**Work order**
Below are entries. Reproduce exactly the lines between the line holding "positive clicks: (163, 430) (158, 426)" and the line holding "positive clicks: (528, 245)", inclusive, and only those.

**Material provided**

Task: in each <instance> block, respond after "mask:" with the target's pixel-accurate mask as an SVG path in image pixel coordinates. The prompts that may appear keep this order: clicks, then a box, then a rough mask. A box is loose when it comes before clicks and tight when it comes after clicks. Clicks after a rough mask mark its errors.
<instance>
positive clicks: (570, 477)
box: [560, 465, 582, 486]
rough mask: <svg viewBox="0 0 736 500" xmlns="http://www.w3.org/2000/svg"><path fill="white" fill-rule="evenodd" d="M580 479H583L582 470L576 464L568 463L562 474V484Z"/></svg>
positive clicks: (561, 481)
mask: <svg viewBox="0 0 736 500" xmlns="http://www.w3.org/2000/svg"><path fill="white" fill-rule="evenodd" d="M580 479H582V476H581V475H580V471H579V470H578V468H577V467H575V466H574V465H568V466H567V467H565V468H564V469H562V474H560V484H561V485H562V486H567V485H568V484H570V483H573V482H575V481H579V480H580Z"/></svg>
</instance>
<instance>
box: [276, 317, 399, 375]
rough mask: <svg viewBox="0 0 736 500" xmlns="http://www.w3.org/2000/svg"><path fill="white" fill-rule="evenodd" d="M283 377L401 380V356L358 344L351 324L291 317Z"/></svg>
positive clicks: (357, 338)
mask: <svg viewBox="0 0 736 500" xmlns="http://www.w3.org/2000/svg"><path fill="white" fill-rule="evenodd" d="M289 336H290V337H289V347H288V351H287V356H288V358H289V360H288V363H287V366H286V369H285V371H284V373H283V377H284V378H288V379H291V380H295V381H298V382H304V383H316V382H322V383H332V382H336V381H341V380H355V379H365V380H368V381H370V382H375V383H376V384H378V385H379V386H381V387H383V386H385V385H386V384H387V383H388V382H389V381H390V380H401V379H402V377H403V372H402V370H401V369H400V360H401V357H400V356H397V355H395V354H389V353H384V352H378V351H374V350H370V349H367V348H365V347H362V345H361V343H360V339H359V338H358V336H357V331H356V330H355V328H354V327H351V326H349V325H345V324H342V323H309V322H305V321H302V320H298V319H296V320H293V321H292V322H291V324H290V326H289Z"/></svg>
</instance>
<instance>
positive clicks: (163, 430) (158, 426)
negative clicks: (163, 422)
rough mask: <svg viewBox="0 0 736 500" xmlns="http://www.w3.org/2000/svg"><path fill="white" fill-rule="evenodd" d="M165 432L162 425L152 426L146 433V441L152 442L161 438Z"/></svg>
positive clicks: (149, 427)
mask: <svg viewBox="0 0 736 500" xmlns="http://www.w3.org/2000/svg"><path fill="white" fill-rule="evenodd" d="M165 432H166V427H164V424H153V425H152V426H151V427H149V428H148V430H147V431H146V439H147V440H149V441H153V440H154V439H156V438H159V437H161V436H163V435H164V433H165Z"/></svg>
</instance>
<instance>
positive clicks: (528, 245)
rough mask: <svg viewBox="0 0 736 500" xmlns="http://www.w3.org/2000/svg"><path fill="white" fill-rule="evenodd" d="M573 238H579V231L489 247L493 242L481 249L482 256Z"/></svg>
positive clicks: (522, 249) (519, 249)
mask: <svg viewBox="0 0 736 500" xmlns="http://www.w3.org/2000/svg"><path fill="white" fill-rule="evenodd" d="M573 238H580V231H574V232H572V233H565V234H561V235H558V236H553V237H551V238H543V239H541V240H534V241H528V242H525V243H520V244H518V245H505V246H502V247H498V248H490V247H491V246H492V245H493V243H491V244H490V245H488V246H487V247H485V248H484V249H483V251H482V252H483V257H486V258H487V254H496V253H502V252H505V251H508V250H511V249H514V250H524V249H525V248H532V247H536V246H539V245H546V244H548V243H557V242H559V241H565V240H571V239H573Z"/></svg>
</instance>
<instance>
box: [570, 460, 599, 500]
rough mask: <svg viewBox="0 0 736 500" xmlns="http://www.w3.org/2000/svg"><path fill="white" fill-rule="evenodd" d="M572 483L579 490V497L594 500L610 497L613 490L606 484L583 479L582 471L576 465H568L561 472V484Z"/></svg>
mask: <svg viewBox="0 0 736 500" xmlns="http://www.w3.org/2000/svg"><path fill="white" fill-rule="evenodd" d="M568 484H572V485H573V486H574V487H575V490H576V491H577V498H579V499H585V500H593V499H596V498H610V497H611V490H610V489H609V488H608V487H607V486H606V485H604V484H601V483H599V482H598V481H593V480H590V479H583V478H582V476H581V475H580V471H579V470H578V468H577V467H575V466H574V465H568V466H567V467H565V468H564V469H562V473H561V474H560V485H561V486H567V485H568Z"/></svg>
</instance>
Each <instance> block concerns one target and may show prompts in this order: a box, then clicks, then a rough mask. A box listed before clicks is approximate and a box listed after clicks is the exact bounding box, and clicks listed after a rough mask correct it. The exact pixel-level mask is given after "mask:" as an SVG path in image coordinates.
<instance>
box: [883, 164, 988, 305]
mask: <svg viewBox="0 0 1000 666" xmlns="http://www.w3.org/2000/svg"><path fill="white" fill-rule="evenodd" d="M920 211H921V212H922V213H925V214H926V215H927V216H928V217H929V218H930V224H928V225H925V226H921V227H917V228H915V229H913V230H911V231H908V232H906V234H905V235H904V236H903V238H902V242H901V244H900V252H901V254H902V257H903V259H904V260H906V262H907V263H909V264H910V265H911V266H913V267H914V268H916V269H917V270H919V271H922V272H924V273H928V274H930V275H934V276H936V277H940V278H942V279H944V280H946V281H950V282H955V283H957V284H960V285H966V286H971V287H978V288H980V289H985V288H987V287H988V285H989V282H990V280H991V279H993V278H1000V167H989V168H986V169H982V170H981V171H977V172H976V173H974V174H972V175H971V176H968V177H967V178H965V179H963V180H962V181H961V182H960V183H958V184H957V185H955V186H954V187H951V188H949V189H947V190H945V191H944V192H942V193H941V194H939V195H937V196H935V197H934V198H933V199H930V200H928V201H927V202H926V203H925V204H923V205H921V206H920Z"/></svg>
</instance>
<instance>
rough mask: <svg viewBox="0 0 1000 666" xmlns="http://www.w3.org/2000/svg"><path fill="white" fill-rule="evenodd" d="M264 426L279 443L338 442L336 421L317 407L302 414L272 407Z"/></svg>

**Answer for this exercise**
positive clicks: (163, 430) (158, 426)
negative clicks: (163, 422)
rough mask: <svg viewBox="0 0 736 500" xmlns="http://www.w3.org/2000/svg"><path fill="white" fill-rule="evenodd" d="M165 432L162 425L152 426L146 433V441L152 442L161 438Z"/></svg>
positive clicks: (149, 427)
mask: <svg viewBox="0 0 736 500" xmlns="http://www.w3.org/2000/svg"><path fill="white" fill-rule="evenodd" d="M165 432H166V427H164V424H153V425H152V426H151V427H149V428H148V430H147V431H146V439H147V440H149V441H153V440H154V439H156V438H159V437H161V436H163V435H164V433H165Z"/></svg>
</instance>
<instance>
positive clicks: (528, 245)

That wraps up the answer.